━━━ PAGE EXCERPT ━━━

And  about The Sands of Sabakushi

  "This is the second of the tales of Tonogato intended to conclude the business begun in The Road to Bakara. After applauding the first tale, it will come as no surprise that I found this tale equally satisfying for many of the same reasons and for two unique to this tale. Radthorne continues as a master story teller briskly pacing her story’s action as well as the revelations necessary to support the action, carrying the reader along at breakneck pace while managing to insert the necessary explanatory detail wherever it is needed...

Radthorne draws these characters with skill and caring. The reader is never caught short wondering how something happened or why this person reacted that way... I have rarely read a better examination of character than the battle Shiko conducts within herself. Each of the criticisms she must endure and then refute resonates with me. I could see her misery, understand it, and admire how she sustained herself throughout. Consider the power of “Do you think evil is some ‘thing’ that can be perceived? That it can be picked up, held in one’s hand, and then discarded at will. No, evil comes from within.….You cannot banish that, Shiko. Not until you banish humanity itself.” Evil is a process, not a thing.

━━━ RECORD EXTRACTS ━━━

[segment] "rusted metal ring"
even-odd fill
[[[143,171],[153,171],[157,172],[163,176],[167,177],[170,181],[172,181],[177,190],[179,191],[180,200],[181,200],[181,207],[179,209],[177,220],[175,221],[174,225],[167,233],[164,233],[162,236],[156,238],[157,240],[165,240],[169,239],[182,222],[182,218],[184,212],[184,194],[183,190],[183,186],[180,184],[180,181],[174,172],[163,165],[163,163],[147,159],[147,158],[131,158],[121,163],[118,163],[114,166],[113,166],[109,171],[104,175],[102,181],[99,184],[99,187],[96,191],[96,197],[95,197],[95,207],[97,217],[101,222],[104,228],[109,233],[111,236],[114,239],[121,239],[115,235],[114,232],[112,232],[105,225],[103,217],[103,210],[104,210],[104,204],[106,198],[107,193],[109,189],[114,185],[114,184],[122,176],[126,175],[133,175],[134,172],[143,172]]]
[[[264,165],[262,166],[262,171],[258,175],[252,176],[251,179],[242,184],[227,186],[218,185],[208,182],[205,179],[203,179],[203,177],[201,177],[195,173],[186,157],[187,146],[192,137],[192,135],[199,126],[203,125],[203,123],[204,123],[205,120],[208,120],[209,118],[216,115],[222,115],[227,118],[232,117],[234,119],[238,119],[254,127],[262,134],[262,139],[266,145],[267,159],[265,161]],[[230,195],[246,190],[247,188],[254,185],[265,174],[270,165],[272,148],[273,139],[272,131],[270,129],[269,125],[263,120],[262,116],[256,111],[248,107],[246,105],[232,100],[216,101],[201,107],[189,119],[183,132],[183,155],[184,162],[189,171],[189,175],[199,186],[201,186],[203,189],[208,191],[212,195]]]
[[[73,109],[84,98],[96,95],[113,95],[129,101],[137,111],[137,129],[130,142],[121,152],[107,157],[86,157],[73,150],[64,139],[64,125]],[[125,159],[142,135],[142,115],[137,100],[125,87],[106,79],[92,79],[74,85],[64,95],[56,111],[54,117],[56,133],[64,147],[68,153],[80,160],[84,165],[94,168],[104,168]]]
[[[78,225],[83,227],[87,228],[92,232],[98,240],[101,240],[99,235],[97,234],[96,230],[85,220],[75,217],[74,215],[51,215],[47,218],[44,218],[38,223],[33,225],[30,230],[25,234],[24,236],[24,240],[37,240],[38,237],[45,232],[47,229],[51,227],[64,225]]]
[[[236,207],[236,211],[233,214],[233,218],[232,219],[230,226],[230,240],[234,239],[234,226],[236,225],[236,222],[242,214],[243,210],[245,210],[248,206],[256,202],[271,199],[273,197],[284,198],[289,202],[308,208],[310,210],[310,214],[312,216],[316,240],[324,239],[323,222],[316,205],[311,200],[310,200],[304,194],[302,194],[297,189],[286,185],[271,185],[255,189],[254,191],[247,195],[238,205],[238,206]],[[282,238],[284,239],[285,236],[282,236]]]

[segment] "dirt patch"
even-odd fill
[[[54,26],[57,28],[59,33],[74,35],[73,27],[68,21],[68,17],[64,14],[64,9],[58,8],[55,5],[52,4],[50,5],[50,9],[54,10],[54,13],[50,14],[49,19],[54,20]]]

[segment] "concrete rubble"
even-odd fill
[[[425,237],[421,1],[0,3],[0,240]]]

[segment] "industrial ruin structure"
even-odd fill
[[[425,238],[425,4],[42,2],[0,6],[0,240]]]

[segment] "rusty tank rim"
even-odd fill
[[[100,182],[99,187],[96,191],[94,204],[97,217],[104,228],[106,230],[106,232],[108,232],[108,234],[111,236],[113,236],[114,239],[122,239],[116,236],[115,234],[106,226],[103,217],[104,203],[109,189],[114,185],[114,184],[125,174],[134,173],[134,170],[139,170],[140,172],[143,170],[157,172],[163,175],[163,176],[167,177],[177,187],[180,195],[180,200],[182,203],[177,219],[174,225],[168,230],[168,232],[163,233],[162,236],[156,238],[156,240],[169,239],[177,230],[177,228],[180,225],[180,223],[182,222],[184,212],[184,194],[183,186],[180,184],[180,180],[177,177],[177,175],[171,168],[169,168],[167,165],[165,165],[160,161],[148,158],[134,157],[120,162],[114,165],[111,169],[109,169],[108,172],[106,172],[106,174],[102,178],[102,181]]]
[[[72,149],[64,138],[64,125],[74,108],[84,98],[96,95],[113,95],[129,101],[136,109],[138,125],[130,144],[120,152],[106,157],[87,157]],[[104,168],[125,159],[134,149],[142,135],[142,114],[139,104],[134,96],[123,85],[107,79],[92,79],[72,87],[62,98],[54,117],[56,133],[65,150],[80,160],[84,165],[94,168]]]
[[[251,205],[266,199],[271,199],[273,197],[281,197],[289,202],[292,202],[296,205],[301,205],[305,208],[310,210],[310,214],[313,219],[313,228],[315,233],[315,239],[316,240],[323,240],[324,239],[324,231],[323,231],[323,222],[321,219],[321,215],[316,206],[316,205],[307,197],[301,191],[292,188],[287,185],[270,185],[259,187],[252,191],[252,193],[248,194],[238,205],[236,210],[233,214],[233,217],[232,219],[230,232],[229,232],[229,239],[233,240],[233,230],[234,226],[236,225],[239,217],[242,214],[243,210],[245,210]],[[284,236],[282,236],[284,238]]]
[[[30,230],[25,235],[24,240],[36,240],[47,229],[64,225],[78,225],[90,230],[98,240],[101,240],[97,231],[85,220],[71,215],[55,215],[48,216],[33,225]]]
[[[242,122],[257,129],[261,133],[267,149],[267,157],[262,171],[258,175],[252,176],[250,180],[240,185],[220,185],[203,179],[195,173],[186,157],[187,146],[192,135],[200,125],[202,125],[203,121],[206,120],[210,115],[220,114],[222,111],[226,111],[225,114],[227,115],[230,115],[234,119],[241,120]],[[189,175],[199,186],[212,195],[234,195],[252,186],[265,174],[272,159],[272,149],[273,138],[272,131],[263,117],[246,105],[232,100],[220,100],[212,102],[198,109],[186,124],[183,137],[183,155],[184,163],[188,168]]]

━━━

→ **YOUR TASK**: From the book review, list every distinct one-word proper name, including any that appear inside book titles.

→ **COMPLETED EXERCISE**: Sabakushi, Tonogato, Bakara, Radthorne, Shiko